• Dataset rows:
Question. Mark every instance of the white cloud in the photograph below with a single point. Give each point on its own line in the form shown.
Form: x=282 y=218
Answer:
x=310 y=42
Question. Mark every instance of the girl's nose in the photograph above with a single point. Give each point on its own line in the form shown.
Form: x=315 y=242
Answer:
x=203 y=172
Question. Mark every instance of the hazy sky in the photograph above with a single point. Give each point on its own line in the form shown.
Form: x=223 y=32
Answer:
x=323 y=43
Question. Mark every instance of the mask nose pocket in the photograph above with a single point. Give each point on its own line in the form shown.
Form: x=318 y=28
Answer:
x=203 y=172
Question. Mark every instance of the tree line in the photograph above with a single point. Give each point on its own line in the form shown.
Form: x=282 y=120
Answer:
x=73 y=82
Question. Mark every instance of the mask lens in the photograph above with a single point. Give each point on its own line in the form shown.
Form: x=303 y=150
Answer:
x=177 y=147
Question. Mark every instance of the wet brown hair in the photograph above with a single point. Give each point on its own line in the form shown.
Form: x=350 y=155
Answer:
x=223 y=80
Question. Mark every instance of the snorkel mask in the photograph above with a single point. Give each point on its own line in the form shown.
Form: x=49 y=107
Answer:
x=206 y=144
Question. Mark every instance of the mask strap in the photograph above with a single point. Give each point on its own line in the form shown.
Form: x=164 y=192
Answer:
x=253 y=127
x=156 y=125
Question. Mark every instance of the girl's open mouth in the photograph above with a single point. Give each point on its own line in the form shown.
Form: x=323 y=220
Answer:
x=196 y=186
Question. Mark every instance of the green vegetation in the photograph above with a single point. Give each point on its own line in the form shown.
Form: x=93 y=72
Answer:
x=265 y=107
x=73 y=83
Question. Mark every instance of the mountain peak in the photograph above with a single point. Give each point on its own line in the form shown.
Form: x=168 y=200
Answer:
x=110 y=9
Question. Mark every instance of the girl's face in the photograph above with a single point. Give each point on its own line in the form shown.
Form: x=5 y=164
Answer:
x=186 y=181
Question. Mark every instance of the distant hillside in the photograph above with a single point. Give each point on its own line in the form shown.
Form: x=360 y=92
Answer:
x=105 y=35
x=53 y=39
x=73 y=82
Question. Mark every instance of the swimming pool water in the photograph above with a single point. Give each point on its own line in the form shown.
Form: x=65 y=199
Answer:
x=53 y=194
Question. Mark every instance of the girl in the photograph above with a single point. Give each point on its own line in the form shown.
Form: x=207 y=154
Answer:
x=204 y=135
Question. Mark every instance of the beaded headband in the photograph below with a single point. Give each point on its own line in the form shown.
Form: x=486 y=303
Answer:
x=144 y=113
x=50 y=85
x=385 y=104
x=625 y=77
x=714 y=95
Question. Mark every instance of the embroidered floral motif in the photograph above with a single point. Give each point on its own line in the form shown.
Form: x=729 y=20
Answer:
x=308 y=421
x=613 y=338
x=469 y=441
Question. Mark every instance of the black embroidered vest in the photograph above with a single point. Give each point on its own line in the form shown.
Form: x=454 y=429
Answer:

• Your instructions:
Write out all of the rows above again, word for word.

• Problem solution:
Question. Mark every instance of the white cloud in the photograph below with a single point. Give each point on its own line in the form shown.
Form: x=282 y=218
Answer:
x=310 y=42
Question. Mark every instance of the girl's nose in the photograph above with a single point. Give each point on its own line in the form shown.
Form: x=315 y=242
Answer:
x=203 y=172
Question. Mark every instance of the hazy sky in the photograph above with a single point. Give each point on its own line in the form shown.
Form: x=223 y=32
Answer:
x=323 y=43
Question. Mark every instance of the mask nose pocket in the photograph above with a single point. Give each point on its own line in the form shown.
Form: x=318 y=28
Answer:
x=203 y=172
Question. Mark every instance of the tree line in the photograph above with a single point. Give each point on its own line in the form shown.
Form: x=282 y=120
Answer:
x=73 y=82
Question. Mark every instance of the mask lens in the photograph above with a single point. Give each point on its own line in the form shown.
Form: x=303 y=150
Answer:
x=177 y=147
Question. Mark every instance of the wet brown hair in the photograph above with a single point. Give each point on its own line in the form shown.
Form: x=350 y=155
Answer:
x=223 y=80
Question. Mark every instance of the snorkel mask in the photograph above with a single point. Give each point on its own line in the form shown.
Form: x=49 y=107
Answer:
x=206 y=144
Question. Mark every instance of the mask strap in the photograph above with a single point. Give each point on its own line in the form shown.
Form: x=164 y=192
Answer:
x=253 y=127
x=156 y=125
Question. Mark every instance of the girl's open mouth in the photograph above with a single point. Give each point on its own line in the form shown.
Form: x=323 y=220
Answer:
x=196 y=186
Question. Mark every instance of the green vegetation in the photograph above with a single point. Give each point on its own line in the form shown.
Form: x=93 y=72
Answer:
x=265 y=107
x=73 y=83
Question. Mark every instance of the mountain peak in the photograph above with a single point. Give each point on its own line in the form shown.
Form: x=168 y=200
Answer:
x=110 y=9
Question. Mark every instance of the girl's face in the photograph above with a single point. Give each point on its own line in the form shown.
Form: x=5 y=164
Answer:
x=186 y=181
Question. Mark every instance of the distant hillside in the photograph above with a single point. Give each point on its own line in the form shown.
Form: x=360 y=92
Answer:
x=105 y=35
x=53 y=39
x=73 y=82
Question. Mark every instance of the swimming pool water in the photograph above with a single point. Give each point on its own line in the form shown.
Form: x=65 y=199
Answer:
x=53 y=194
Question. Mark every instance of the girl in the photograph above with a single point. Give each point on its own line in the form shown.
Form: x=207 y=154
Answer:
x=204 y=135
Question. Mark every instance of the beaded headband in the photograph below with a single point. Give each point on its own line in the form shown.
Form: x=486 y=303
Answer:
x=144 y=113
x=50 y=85
x=385 y=104
x=625 y=77
x=714 y=95
Question. Mark every instance of the embroidered floral motif in the photograph above with a single point. Give each point on its own line in the form shown.
Form: x=729 y=20
Answer:
x=308 y=421
x=613 y=338
x=469 y=441
Question. Mark every instance of the black embroidered vest in the photograph above with a single point. Give each point on its own line in the form shown.
Form: x=454 y=429
Answer:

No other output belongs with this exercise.